What is needed:
Find each line below that contains the string "water", and copy those lines. Matching is case-sensitive.

Start of Data supplied

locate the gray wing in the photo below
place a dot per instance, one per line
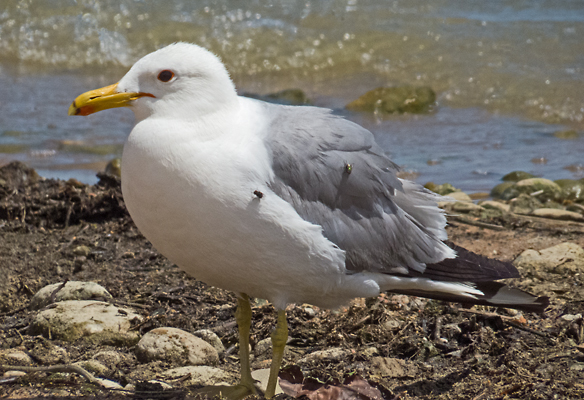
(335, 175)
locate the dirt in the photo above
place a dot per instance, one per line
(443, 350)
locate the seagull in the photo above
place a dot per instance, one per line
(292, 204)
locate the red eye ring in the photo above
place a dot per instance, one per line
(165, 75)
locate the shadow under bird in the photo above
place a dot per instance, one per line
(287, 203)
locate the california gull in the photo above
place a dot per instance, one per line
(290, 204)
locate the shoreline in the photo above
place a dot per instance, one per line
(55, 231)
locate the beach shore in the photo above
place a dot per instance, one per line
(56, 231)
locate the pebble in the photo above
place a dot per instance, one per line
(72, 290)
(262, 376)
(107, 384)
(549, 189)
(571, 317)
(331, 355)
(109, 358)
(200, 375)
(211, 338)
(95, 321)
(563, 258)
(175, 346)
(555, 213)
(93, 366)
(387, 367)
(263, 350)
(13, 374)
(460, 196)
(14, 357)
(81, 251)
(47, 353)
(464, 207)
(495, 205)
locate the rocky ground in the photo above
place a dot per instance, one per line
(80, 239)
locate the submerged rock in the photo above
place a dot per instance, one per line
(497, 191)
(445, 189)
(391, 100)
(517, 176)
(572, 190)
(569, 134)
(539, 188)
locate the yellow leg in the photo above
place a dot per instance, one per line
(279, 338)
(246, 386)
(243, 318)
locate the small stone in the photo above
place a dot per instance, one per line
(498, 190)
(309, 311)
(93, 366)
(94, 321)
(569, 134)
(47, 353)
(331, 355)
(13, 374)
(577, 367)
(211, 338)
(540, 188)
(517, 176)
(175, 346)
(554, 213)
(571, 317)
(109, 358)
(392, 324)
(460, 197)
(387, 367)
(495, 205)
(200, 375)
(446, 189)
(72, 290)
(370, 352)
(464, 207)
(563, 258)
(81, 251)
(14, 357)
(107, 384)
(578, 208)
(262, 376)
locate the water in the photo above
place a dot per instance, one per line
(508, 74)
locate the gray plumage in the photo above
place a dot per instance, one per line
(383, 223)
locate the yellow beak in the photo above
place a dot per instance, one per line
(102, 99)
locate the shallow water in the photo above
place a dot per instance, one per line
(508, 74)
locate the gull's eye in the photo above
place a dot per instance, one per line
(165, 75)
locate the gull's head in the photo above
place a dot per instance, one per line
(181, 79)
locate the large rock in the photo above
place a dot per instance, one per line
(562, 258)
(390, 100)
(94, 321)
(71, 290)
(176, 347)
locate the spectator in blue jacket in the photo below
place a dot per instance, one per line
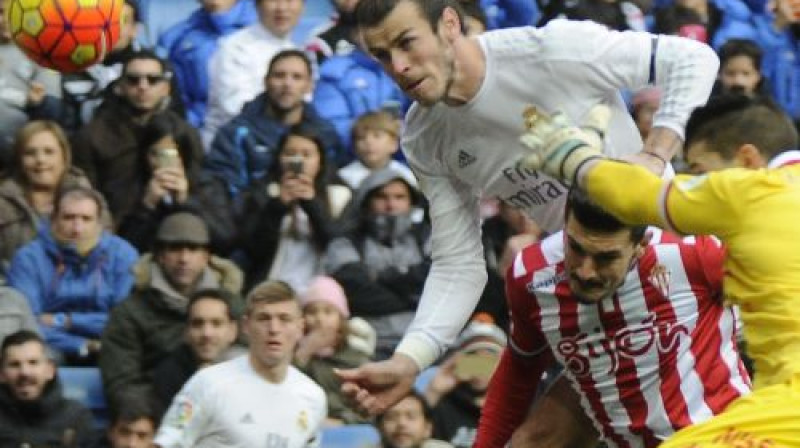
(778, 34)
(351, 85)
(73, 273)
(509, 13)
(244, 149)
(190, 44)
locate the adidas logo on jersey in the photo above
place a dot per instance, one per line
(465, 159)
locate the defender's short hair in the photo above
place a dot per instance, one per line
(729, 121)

End of Data supplied
Start of Data supplied

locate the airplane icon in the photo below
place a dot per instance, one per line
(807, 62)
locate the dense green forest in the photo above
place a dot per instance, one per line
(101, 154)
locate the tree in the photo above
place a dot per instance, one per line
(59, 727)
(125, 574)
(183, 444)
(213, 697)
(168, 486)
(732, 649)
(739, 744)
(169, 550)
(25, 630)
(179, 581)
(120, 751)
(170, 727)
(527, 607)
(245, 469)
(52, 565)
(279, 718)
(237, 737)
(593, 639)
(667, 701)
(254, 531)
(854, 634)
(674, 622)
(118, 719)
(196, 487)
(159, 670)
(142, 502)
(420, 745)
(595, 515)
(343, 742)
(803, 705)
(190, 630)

End of Data supplied

Written solution:
locate the water in the photo above
locate the shallow water in the photo above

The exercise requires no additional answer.